_Task to complete_
Extract every line of the data below that contains the word "plant".
---- Given information
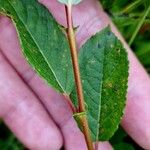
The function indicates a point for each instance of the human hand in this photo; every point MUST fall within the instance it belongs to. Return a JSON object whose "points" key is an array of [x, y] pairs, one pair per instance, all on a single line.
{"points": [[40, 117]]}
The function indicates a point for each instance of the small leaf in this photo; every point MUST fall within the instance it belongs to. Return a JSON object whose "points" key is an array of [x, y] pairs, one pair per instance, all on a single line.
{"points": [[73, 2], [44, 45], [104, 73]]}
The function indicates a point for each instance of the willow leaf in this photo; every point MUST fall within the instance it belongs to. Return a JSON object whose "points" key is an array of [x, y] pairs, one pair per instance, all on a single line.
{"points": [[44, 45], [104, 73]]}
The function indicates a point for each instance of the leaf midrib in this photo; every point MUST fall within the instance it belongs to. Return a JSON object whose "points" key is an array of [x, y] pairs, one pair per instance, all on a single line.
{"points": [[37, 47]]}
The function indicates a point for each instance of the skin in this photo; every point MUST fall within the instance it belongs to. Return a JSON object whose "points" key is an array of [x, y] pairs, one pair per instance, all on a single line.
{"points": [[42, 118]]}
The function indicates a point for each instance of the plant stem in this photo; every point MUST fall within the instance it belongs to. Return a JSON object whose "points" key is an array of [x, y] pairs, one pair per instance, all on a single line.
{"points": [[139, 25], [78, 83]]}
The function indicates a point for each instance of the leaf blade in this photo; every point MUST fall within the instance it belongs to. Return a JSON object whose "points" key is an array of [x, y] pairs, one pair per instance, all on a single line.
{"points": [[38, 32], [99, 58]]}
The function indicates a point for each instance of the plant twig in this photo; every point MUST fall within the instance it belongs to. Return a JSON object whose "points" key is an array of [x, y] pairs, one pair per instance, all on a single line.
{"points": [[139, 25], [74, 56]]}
--------
---- Given information
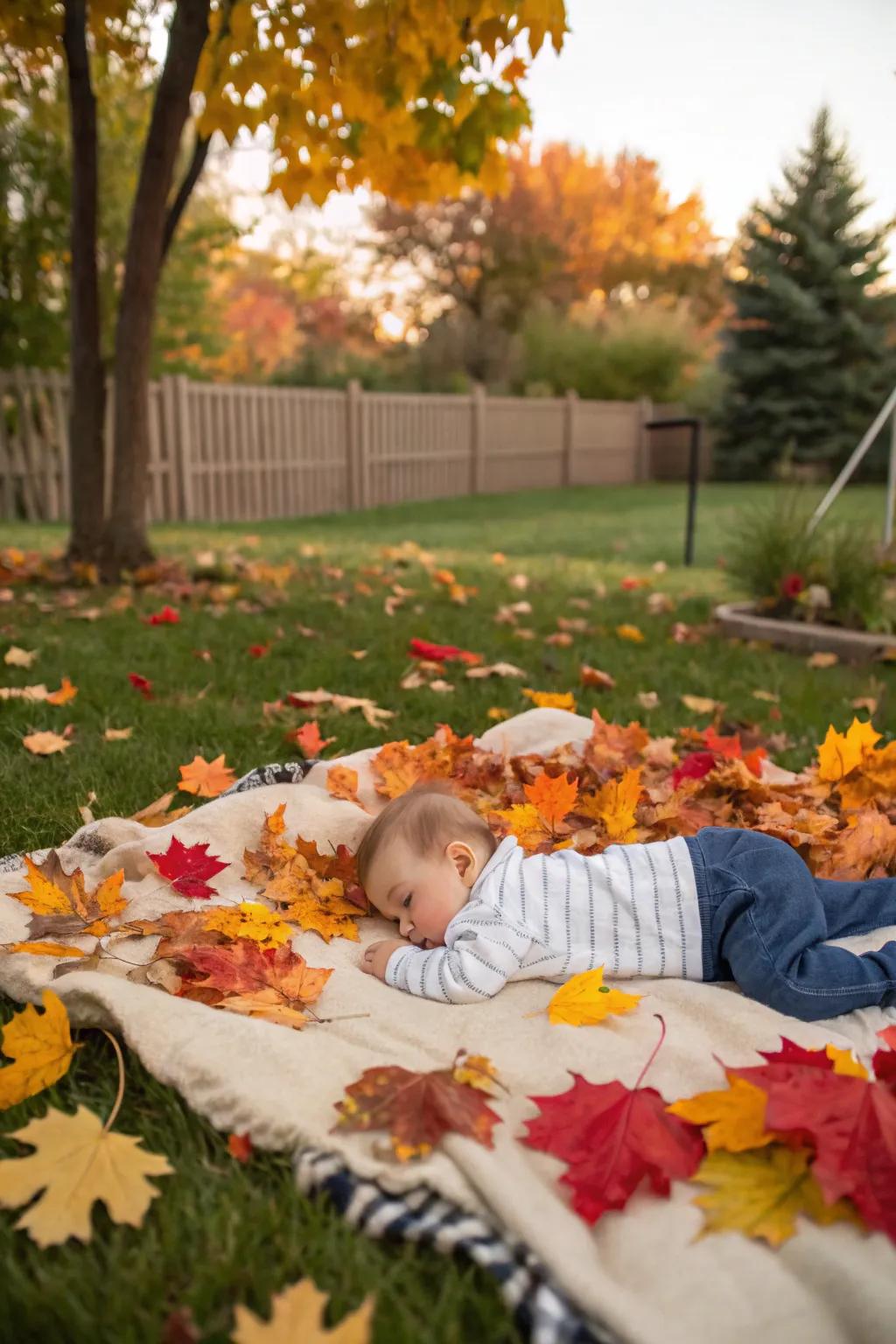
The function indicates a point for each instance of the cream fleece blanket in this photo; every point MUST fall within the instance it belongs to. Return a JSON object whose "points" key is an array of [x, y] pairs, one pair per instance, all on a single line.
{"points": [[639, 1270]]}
--------
_The completed task_
The function indicates a point for each instance of the plant stem in this photo; every point MUST fall within the instance it belongs to. Return a JSON object whose "points" key is an array of [x, y] pairs, one pair per instance, all on a single line.
The function indicates a point for each instance of the plant twig in this photo; every point MUST fall within the instance it belongs to. Return a JSON object whose "points" key is an array of [x, y] pairs, one pair per instance, all on a single line.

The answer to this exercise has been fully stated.